引用文 »
Movie「君と歩く世界」――人生を切り拓く激情とパワーみなぎるラブストーリー
邦題「君と歩く世界」と「光射す方へ 一歩ずつ ふたりで」のキャッチコピーは、作品の結語を希望への道に招いてくれる。人生にその希望の光を見つけた二人を表現する言葉に嘘はない。
だが、山頂での太陽の輝きに身をさらすまでの登山道がロマンチックな道程だけではないように、原題と英題の’Rust and Bone’(錆と骨)は、ボクシングなどで殴られて口の中に広がった血の味を指す表現とも言われる。ストリートファイターとして手っ取り早く高収入を得ようとする男と、事故で人生の先行きに失意する女が、肉体と魂を真剣に見つめ合い、互いの存在を求め合う痛々しいまでの激情を、原題は読み取らせてくれる。
決してソフトなロマンチシズムに溢れた物語ではなく、不測の事態に誰しもが置かれる可能性があり、それでも’現実を生きる’ために互いの存在が必要であるプロセスをシリアスに表現する。そしてザラザラした手で触れ合うような二人が、どこか客観視したカメラワークとリゾート地の美しい映像とで印象深く語り掛けてくる作品だ。

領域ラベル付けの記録

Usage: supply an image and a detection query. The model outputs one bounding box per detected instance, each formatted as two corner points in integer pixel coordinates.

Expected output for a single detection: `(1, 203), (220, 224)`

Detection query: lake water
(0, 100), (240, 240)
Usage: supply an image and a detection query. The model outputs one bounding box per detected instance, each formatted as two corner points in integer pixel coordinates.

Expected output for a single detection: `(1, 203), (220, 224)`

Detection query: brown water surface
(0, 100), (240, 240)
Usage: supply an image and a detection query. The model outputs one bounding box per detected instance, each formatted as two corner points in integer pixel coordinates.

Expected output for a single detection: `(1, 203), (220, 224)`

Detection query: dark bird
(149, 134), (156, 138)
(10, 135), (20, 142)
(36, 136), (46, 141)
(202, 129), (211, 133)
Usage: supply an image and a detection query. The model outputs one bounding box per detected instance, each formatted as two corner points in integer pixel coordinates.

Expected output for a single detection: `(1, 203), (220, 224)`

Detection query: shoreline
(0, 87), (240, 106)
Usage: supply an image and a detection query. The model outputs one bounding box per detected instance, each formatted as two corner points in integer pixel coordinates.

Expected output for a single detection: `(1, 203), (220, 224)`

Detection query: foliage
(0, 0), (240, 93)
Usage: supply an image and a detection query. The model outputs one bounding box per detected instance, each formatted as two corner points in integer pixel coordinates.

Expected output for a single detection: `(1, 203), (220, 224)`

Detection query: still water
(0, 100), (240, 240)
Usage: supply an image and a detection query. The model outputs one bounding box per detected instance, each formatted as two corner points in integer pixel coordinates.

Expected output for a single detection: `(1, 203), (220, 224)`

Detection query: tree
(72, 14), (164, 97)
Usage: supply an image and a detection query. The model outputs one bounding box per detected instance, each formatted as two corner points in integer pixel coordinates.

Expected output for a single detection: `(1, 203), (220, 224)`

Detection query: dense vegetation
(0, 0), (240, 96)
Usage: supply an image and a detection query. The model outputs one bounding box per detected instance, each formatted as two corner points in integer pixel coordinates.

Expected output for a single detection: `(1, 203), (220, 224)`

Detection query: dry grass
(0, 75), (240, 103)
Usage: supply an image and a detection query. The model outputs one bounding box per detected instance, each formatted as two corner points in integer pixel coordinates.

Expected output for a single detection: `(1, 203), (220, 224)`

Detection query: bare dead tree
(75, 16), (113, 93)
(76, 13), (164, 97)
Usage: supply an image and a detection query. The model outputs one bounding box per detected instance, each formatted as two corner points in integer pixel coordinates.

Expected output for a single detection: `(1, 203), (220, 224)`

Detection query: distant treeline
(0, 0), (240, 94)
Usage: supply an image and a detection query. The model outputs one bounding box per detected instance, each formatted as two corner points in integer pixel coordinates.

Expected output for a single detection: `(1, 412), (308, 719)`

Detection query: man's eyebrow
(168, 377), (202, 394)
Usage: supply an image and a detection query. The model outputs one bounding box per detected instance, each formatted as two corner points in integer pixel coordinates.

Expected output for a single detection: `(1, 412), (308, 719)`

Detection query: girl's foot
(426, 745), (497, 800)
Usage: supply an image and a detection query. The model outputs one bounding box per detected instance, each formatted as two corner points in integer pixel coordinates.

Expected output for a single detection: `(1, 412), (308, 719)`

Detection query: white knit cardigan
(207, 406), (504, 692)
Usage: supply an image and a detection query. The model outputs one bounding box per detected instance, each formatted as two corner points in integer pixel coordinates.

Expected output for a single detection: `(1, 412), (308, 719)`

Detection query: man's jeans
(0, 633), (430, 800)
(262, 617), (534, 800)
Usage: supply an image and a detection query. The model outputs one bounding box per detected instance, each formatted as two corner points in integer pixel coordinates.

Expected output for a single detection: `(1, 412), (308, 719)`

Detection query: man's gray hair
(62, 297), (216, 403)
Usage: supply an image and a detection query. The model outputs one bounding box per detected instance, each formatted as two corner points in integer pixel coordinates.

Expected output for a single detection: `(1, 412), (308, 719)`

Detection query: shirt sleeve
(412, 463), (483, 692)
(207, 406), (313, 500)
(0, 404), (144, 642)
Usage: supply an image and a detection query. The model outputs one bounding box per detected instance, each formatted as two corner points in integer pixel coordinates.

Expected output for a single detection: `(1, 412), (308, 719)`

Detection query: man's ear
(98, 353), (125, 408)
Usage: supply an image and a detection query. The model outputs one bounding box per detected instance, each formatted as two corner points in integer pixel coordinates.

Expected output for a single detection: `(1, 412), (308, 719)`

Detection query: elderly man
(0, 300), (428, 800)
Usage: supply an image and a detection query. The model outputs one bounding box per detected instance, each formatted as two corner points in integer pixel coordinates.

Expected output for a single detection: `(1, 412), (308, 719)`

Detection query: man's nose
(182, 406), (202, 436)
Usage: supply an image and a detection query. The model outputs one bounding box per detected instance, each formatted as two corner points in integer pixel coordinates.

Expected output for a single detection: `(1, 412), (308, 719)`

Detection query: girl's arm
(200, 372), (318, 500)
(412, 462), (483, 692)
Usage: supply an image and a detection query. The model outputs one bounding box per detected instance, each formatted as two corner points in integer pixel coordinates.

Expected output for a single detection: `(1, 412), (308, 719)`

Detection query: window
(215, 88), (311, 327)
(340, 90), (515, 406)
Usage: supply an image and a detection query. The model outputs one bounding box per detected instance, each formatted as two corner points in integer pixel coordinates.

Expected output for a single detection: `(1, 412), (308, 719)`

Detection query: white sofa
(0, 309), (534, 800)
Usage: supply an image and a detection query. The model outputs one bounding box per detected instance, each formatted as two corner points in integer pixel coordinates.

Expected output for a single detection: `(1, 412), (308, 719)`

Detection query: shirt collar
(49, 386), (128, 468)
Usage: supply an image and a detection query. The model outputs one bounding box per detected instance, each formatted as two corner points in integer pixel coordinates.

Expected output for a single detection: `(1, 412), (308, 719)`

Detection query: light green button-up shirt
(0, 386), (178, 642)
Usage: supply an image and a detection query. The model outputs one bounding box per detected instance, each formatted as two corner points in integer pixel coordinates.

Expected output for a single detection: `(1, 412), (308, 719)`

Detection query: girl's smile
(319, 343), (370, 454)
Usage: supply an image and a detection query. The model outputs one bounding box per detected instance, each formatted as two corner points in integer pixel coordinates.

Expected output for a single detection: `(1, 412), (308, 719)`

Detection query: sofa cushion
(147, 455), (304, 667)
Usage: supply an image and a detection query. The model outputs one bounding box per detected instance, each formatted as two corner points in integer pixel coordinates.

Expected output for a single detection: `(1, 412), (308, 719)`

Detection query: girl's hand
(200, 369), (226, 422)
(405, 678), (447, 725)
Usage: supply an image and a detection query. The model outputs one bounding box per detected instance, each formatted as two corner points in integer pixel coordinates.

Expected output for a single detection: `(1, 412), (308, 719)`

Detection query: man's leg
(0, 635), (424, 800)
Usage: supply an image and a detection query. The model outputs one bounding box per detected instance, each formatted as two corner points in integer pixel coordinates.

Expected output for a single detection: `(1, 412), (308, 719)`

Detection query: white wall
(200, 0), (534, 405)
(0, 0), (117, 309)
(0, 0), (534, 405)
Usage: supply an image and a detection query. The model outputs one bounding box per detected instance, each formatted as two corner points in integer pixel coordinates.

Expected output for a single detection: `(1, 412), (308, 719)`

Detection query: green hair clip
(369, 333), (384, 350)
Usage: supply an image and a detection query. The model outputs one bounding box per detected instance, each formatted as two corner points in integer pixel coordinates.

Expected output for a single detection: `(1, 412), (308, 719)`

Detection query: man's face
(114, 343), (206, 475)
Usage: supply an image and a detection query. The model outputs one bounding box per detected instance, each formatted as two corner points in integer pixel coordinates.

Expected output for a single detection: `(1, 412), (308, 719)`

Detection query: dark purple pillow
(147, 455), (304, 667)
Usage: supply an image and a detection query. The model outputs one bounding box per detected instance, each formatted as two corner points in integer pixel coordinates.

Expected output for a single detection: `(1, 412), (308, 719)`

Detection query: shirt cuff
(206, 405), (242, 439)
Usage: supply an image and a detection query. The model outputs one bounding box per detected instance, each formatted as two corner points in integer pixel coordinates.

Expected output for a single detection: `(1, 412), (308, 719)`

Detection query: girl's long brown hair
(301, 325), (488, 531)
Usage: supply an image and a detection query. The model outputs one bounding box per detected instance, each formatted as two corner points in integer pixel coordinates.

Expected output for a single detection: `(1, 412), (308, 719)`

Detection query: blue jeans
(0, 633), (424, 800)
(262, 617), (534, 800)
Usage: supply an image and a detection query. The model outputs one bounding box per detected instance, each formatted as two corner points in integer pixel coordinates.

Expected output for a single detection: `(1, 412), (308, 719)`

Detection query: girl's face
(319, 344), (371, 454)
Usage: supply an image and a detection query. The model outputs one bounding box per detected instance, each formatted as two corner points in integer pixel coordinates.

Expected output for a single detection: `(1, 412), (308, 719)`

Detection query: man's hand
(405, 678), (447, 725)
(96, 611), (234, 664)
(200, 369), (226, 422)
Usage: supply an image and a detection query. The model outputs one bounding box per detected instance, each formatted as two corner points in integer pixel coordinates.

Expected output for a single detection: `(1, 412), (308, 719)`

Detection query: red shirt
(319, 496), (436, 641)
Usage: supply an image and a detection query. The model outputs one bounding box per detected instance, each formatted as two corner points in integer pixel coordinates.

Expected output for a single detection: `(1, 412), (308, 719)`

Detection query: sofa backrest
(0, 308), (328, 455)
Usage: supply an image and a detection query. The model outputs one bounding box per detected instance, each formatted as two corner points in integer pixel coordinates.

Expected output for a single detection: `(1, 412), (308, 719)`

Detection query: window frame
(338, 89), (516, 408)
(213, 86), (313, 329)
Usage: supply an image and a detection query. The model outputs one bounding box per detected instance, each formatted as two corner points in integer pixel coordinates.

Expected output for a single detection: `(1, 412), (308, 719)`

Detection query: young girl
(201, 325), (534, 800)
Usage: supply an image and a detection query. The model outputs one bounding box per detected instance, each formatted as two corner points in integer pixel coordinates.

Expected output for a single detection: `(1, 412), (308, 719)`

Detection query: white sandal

指示 1 »
引用文のうち、「決してソフトなロマンチシズム」という言葉を含むところで始まり、「象深く語り掛けてくる作品だ。」で終わる部分を、一字も変えずに書き写してください。
指示 2 »
引用文では、原題の'Rust and Bone'から二人の痛々しいまでの激情が読み取れるとしています。それはなぜか、1〜3文で説明してください。
指示 3 »
引用文の「決してソフトなロマンチシズム」で始まる段落を、主な事柄を残したまま箇条書きにまとめ直してください。

回答 1 »
決してソフトなロマンチシズムに溢れた物語ではなく、不測の事態に誰しもが置かれる可能性があり、それでも’現実を生きる’ために互いの存在が必要であるプロセスをシリアスに表現する。そしてザラザラした手で触れ合うような二人が、どこか客観視したカメラワークとリゾート地の美しい映像とで印象深く語り掛けてくる作品だ。

回答 2 »
原題の'Rust and Bone'(錆と骨)は、ボクシングなどで殴られたときに口の中に広がる血の味を指す表現とも言われるからです。この題から、すぐに高い収入を得ようとするストリートファイターの男と、事故で先行きに失意する女が、肉体と魂を見つめ合い、互いを求め合う激しさが読み取れるとされています。

回答 3 »
- 甘いロマンチシズムにあふれた物語ではない
- 誰でも思いがけない事態に置かれる可能性がある
- それでも「現実を生きる」ために互いが必要になる過程を、シリアスに描いている
- ザラザラした手で触れ合うような二人を、どこか客観的なカメラワークとリゾート地の美しい映像で、印象深く見せている